*** Excerpt to read Section Begins ***

Vortrag 16

Abstract: Data Augmentation for Information Transfer: Why Controlling for Confounding Effects in Radiomic Studies is Important and How to do it

Michael Götz, Klaus Maier-Hein
Deutsches Krebsforschungszentrum (DKFZ) Heidelberg, Abteilung Medizinische Bildverarbeitung

Abstract

The major goal of radiomics studies is the identification of predictive and reliable markers. It is, therefore, crucial to account for unwanted confounding effects that affect the radiomic features like scanning noise, annotator bias, or the used imaging device and parameter. Usually, these confounding effects are not sufficiently represented in the main cohort of radiomics studies and consequently are investigated in smaller side-studies. Within our study [1], we looked into two questions: a) are those side-studies necessary and b) how to use the information from those studies on the feature stability in the radiomics modelling process. For this, three different methods for incorporating prior knowledge into a radiomics modelling process were compared: the na¨ıve approach (ignoring feature quality), the most common approach consisting of removing unstable features based on correlation ranking, and a novel approach using data augmentation for information transfer (DAFIT). The predictive power and the ability to estimate the predictive power were assessed by looking at the ROC Area under Curve (AUC) and the difference between the AUC from data with and data without confounding effects present. Synthetic and publicly available real lung imaging patient data were used for the experiments.
The experiments showed the importance of controlling for confounding effects. Differences between the estimated and true performance of a model of up to 20 and 25 percentage points for real and synthetic data, respectively, showed the possible impact of ignoring confounding effects. Removing unstable features improved the performance estimation, while slightly decreasing the model performance, i.e. decreasing the area under curve achieved with the model. We argue that the reduction of features led to an effective reduction of information that is available to build the model. This point is addressed by the proposed approach, which performed superior both in terms of the estimation of the model performance and the actual model performance.

References
1. Götz M, Maier-Hein KH. Optimal Statistical Incorporation of Independent Feature Stability Information into Radiomics Studies. Scientific Reports. 2020;10(737):2045–2322.

*** Excerpt to read Section Ends ***

* [Your instructions]: Write out the part of the radiomics abstract starting at "The experiments showed" and ending at "actual model performance.", word for word. The records have nothing to do with the radiomics abstract.

*** Dataset entries Section Begins ***

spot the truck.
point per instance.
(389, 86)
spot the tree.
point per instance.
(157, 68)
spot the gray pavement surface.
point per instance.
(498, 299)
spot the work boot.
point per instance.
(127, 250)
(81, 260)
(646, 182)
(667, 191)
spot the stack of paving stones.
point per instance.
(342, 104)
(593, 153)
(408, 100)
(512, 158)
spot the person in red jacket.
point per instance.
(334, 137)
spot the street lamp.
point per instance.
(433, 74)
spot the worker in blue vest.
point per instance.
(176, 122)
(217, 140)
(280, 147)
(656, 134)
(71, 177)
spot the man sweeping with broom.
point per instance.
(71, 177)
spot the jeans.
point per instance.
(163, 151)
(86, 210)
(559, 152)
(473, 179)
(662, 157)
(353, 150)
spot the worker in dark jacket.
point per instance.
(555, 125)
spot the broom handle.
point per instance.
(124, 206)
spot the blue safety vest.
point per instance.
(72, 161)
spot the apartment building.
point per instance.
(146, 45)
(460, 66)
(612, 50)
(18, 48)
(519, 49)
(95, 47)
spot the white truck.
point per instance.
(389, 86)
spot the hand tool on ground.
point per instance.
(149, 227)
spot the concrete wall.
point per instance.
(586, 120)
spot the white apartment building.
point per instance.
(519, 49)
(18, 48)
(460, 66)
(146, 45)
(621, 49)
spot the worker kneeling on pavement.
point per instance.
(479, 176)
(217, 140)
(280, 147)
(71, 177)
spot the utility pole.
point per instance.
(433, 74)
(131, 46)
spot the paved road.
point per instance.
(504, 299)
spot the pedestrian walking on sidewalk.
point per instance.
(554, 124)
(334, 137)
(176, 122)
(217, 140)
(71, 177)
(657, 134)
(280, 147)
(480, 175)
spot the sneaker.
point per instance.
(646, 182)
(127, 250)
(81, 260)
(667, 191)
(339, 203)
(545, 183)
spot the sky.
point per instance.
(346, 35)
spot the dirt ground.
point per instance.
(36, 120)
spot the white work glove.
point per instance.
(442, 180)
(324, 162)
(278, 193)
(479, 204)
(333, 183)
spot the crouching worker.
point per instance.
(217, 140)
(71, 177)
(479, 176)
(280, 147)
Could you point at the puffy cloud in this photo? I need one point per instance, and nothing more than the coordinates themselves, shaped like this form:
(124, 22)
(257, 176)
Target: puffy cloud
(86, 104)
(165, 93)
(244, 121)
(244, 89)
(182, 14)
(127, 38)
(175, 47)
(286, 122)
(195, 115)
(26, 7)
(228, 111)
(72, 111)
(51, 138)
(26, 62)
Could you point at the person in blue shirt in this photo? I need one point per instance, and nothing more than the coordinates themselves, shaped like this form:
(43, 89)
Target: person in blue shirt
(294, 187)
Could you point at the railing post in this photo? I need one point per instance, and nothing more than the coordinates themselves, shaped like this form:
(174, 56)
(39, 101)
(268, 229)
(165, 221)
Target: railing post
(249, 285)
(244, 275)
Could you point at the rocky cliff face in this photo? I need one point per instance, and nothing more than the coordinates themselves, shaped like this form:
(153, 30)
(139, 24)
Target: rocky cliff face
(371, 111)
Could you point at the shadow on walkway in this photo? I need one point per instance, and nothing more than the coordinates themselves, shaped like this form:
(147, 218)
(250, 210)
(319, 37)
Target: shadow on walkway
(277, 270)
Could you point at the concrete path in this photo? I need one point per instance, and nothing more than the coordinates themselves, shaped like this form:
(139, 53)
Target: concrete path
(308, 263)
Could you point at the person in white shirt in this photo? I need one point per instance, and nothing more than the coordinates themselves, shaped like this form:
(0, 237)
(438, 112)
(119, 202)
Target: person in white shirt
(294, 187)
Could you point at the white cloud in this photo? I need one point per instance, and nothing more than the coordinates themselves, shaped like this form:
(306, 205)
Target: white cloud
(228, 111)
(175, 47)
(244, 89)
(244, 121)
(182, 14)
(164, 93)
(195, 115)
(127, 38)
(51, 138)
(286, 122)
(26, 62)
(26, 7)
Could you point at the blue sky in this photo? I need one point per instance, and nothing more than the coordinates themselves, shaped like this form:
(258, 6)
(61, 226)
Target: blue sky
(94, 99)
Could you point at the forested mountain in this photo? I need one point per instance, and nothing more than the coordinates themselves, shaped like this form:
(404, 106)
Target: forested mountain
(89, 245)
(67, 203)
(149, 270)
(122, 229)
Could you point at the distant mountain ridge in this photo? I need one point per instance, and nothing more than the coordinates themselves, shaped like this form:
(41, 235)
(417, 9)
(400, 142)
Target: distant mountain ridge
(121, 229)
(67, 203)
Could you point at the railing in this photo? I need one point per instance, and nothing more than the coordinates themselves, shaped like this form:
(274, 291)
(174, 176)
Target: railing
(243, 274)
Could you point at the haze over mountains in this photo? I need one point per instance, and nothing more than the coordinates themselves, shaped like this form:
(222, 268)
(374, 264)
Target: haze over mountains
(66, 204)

*** Dataset entries Section Ends ***

* [Task result]:
The experiments showed the importance of controlling for confounding effects. Differences between the estimated and true performance of a model of up to 20 and 25 percentage points for real and synthetic data, respectively, showed the possible impact of ignoring confounding effects. Removing unstable features improved the performance estimation, while slightly decreasing the model performance, i.e. decreasing the area under curve achieved with the model. We argue that the reduction of features led to an effective reduction of information that is available to build the model. This point is addressed by the proposed approach, which performed superior both in terms of the estimation of the model performance and the actual model performance.